Data for review: Begin

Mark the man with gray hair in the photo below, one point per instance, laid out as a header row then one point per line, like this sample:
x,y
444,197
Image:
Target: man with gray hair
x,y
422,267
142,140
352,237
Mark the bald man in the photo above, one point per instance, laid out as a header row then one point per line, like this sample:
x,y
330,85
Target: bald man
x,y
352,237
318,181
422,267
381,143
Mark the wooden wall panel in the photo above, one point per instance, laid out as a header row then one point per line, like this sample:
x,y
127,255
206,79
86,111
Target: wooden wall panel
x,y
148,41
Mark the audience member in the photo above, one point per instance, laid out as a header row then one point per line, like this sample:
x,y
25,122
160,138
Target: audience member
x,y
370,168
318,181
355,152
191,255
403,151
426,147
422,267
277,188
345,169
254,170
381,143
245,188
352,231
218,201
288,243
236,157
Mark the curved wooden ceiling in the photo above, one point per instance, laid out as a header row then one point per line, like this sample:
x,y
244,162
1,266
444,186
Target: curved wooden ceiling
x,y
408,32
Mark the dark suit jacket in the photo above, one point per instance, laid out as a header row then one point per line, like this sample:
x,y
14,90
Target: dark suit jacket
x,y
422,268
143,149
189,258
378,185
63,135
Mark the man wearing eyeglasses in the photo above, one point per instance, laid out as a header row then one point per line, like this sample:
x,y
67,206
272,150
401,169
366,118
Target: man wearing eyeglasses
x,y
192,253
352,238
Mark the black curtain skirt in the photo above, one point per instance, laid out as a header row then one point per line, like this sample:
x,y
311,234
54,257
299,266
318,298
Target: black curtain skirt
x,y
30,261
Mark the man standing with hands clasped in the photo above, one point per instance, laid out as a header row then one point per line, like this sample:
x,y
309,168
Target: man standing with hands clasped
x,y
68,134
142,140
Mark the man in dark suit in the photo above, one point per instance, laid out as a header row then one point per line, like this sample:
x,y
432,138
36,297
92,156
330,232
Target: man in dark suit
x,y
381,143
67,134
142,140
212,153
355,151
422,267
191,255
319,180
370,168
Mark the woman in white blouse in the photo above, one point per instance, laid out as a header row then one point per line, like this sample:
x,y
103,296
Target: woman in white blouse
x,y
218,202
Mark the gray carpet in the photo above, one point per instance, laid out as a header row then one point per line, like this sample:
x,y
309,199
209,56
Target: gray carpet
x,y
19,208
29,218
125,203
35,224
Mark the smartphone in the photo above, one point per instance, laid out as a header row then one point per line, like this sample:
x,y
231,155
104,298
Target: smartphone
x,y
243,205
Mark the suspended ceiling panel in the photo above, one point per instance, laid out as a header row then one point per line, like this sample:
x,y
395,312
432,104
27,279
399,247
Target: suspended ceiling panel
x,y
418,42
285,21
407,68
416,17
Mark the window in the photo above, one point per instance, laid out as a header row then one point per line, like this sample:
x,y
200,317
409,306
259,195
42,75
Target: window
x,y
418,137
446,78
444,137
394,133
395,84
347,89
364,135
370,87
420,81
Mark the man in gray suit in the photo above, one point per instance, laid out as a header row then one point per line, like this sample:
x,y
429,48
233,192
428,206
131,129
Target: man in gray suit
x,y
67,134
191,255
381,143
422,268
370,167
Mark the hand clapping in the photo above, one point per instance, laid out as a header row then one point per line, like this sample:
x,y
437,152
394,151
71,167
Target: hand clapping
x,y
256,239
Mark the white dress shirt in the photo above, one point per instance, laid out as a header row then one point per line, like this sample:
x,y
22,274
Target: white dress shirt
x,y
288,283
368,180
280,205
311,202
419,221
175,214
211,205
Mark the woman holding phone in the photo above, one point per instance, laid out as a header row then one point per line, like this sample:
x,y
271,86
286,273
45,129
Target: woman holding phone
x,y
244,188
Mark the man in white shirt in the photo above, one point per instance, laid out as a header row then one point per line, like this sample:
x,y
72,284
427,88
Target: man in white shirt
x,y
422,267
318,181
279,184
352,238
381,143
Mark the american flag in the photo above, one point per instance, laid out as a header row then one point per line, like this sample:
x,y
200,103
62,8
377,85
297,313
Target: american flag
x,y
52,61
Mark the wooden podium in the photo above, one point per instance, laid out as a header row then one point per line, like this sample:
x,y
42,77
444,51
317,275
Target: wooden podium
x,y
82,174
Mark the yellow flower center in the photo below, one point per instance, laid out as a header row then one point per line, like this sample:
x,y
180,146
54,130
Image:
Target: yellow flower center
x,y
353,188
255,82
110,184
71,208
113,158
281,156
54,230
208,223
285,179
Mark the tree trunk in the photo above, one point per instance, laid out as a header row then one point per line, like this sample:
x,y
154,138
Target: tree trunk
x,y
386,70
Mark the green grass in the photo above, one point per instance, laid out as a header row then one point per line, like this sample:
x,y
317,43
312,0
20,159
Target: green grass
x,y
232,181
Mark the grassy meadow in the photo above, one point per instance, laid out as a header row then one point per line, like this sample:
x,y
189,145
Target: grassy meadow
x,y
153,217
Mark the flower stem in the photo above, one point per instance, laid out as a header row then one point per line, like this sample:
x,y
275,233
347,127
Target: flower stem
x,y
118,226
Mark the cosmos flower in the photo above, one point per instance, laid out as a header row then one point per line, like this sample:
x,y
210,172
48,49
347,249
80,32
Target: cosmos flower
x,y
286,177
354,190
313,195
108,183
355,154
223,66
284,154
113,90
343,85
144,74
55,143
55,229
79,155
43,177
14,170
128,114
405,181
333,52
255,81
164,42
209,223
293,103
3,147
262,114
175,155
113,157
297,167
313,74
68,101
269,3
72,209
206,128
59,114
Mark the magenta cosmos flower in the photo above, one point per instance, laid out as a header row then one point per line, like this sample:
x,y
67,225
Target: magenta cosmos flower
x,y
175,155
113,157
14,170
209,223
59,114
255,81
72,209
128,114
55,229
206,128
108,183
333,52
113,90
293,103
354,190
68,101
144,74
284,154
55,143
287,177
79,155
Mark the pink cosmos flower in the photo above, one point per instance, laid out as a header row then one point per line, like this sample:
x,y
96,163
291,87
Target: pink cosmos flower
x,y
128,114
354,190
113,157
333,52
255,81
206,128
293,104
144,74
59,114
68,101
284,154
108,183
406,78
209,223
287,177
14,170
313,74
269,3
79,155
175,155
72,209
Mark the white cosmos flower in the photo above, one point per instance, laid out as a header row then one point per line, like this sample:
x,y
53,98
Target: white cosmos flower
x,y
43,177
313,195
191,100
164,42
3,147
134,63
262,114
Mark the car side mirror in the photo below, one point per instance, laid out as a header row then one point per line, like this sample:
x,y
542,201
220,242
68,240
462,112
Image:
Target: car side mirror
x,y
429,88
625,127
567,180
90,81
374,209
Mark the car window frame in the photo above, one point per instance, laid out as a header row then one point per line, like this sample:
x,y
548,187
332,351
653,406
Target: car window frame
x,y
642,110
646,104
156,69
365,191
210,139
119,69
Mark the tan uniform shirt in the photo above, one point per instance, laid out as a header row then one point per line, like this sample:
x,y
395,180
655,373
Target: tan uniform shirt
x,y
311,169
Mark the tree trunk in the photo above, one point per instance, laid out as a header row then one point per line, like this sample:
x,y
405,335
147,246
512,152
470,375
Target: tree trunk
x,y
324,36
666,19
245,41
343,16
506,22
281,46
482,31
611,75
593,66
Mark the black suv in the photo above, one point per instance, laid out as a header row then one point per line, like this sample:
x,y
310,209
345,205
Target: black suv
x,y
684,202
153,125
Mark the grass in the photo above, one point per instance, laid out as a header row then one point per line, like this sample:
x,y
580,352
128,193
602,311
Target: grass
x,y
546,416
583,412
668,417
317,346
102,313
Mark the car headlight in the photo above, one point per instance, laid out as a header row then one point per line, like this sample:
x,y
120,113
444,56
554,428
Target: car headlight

Data for review: End

All entries above are to be transcribed verbatim.

Mark the man with gray hair in the photo below, one point per instance, laid out as a header row then one point per line, like this sample:
x,y
444,197
Image:
Target: man with gray hair
x,y
422,267
142,140
352,237
Mark the bald man in the photo above, one point per instance, laid out as a header row then one point per line, like this sample:
x,y
330,85
Target: bald man
x,y
352,237
318,181
422,267
381,143
Mark the wooden wall panel in the photo above, one point per instance, laid out as a header row then one point per line, like this sample:
x,y
127,255
206,79
86,111
Target: wooden wall panel
x,y
148,41
Mark the audience member in the photo above, one point per instance, laid out as a header row then one point per line, like this sample:
x,y
25,122
160,138
Target: audience member
x,y
370,168
318,181
355,152
191,255
403,151
426,147
422,267
277,188
345,169
254,170
381,143
245,188
352,231
218,201
288,243
236,157
Mark the curved wooden ceiling in the photo above, one point per instance, laid out as a header row then one point per line, like this sample:
x,y
244,162
1,266
444,186
Target: curved wooden ceiling
x,y
408,32
Mark the dark suit jacket in the photo above, one point per instance, laid out as a header row then one point per line, like this sample:
x,y
14,90
Target: dark suit jacket
x,y
422,268
143,149
189,258
378,185
63,135
Mark the man wearing eyeglasses in the photo above, one point per instance, laid out as a header row then one point per line, like this sample:
x,y
67,206
272,150
401,169
366,118
Target: man wearing eyeglasses
x,y
192,253
352,238
Mark the black curtain skirt in the photo above, one point per instance, laid out as a header row then one point per line, like this sample:
x,y
311,234
54,257
299,266
318,298
Target: black curtain skirt
x,y
30,261
Mark the man standing with hands clasped in the photo above, one point per instance, laid out as a header row then one point per line, like this sample:
x,y
309,168
Target: man standing with hands clasped
x,y
68,134
142,140
Mark the man in dark suit in the photo above, one point per instance, laid out as a header row then one point per line, like this sample:
x,y
432,138
36,297
92,156
330,232
Target: man in dark suit
x,y
381,143
67,134
142,140
212,153
355,151
422,267
191,255
319,180
370,168
Mark the woman in white blouse in the photo above, one point per instance, laid out as a header row then one point per line, like this sample:
x,y
103,296
Target: woman in white blouse
x,y
218,202
Mark the gray carpet in the photo above, one point per instance, laid out as a header row then one point per line, like this sample:
x,y
309,199
209,56
Target: gray carpet
x,y
19,208
29,218
125,203
35,224
Mark the smartphone in the photo above, one point per instance, laid out as a header row then one point per line, like this sample:
x,y
231,155
104,298
Target: smartphone
x,y
243,205
Mark the suspended ceiling panel in the photo above, one point per instance, laid out as a header row then one point per line, like this sample:
x,y
395,312
432,104
27,279
399,247
Target: suspended ceiling panel
x,y
418,42
285,21
407,68
416,17
Mark the window in the photo above, one point per instance, laid out as a header row then one point per line, like this sample:
x,y
200,317
409,306
259,195
42,75
Target: window
x,y
418,137
446,78
444,137
394,133
395,84
347,89
364,135
370,87
420,81
Mark the man in gray suit in the photo above, one point per instance, laid out as a header row then one point per line, like this sample:
x,y
429,48
233,192
428,206
131,129
Target: man in gray suit
x,y
67,134
191,255
381,143
422,268
370,167
Mark the hand clapping in the photo above, one point per instance, laid out as a header row then one point per line, like this sample:
x,y
437,152
394,151
71,167
Target: hand clapping
x,y
256,239
Mark the white dress shirt in the photo above, one point per instance, laid out as a header row then one point per line, like this sample:
x,y
22,274
Target: white dress shirt
x,y
288,283
368,180
280,205
311,202
419,221
175,214
211,205
Mark the woman holding phone in the photo above, one point per instance, laid out as a header row then one point per line, like this sample:
x,y
271,86
286,273
45,129
Target: woman holding phone
x,y
244,188
Mark the man in white shirt in the photo above, one point per instance, laid out as a header row then one point per line, like this sample:
x,y
72,284
427,88
Target: man in white shirt
x,y
422,267
318,181
279,184
352,238
381,143
Mark the american flag in the photo above, one point per instance, laid out as a header row then one point per line, like this sample:
x,y
200,103
62,8
377,85
297,313
Target: american flag
x,y
52,61
Mark the wooden podium in the photo above, one point per instance, laid out as a header row then one point per line, like this sample:
x,y
42,77
444,51
317,275
Target: wooden podium
x,y
82,174
Mark the yellow flower center in the photo below, one point per instance, laid out as a header row then one point per line, like this sample:
x,y
180,146
54,130
Image:
Target: yellow flower center
x,y
353,188
255,82
110,184
71,208
113,158
281,156
54,230
208,223
285,179
Mark the tree trunk in the photo above, one point per instance, laid out as a header row then one point per line, like this sample:
x,y
154,138
Target: tree trunk
x,y
386,70
Mark the green grass in the photo above, one point per instance, laid out as a header row then one point per line, like this sample:
x,y
317,43
312,0
20,159
Target: green grass
x,y
232,181
Mark the grassy meadow in the photo above, one point per instance, laid out as a header row then one point per line, like this sample:
x,y
189,145
Target: grassy meadow
x,y
153,217
Mark the flower stem in the photo above, one point per instance, laid out as a header row then one point per line, like this sample:
x,y
275,233
347,127
Target: flower stem
x,y
118,226
Mark the cosmos flower in the photo above, one point per instance, laid out as a header row then one point per line, like this sample:
x,y
210,172
48,49
347,249
80,32
Target: cosmos flower
x,y
286,177
354,190
313,195
108,183
355,154
223,66
284,154
113,90
343,85
144,74
55,143
55,229
79,155
43,177
14,170
128,114
405,181
333,52
255,81
164,42
209,223
293,103
3,147
262,114
175,155
113,157
297,167
313,74
68,101
269,3
72,209
206,128
59,114
Mark the magenta cosmos flower in the photo above, one point per instance, laid out as a header row then one point per line, like this sample:
x,y
67,225
Target: magenta cosmos flower
x,y
175,155
113,157
14,170
209,223
59,114
255,81
72,209
128,114
55,229
206,128
108,183
333,52
113,90
293,103
354,190
68,101
144,74
284,154
55,143
287,177
79,155
Mark the pink cosmos flower in the photo above, one point per instance, laid out as a header row then one point per line, like this sample:
x,y
96,163
291,87
Target: pink cosmos flower
x,y
128,114
354,190
113,157
333,52
255,81
206,128
293,104
144,74
59,114
68,101
284,154
108,183
406,78
209,223
287,177
14,170
313,74
269,3
79,155
175,155
72,209
Mark the white cosmos flower in the photo above, one point per instance, laid out as a header row then one point per line, like this sample:
x,y
53,98
Target: white cosmos flower
x,y
43,177
313,195
191,100
164,42
3,147
134,63
262,114
Mark the car side mirror in the photo below, one point per instance, laid out as a header row then one point per line, like this sample:
x,y
542,201
220,242
68,240
462,112
Image:
Target: car side mirror
x,y
429,88
625,127
567,180
90,81
374,209
Mark the car window frame in the photo above, one point per instance, laid out as a header row then one point per line, like this sample:
x,y
548,187
332,351
653,406
Target: car window frame
x,y
642,110
646,104
156,69
365,191
210,139
119,69
Mark the tan uniform shirt in the photo above, one point per instance, laid out as a header row then one point per line, like this sample:
x,y
395,180
655,373
Target: tan uniform shirt
x,y
311,169
Mark the tree trunk in the photo above, one point per instance, laid out as a header row then one point per line, like this sample:
x,y
405,335
147,246
512,152
470,375
Target: tree trunk
x,y
324,36
666,19
245,41
343,16
506,22
281,46
482,31
611,75
593,66
Mark the black suv in the photo above, one point per instance, laid out as a header row then one point per line, like this sample:
x,y
310,209
345,205
Target: black suv
x,y
684,202
153,125
Mark the grass in the photo above, one point per instance, laid out as a header row then one point per line, like this sample:
x,y
580,352
128,193
602,311
Target: grass
x,y
546,416
583,412
668,417
317,346
102,313
Mark the car headlight in the photo above, one point per instance, laid out as a header row then one point per line, like this sample:
x,y
120,113
444,56
554,428
Target: car headlight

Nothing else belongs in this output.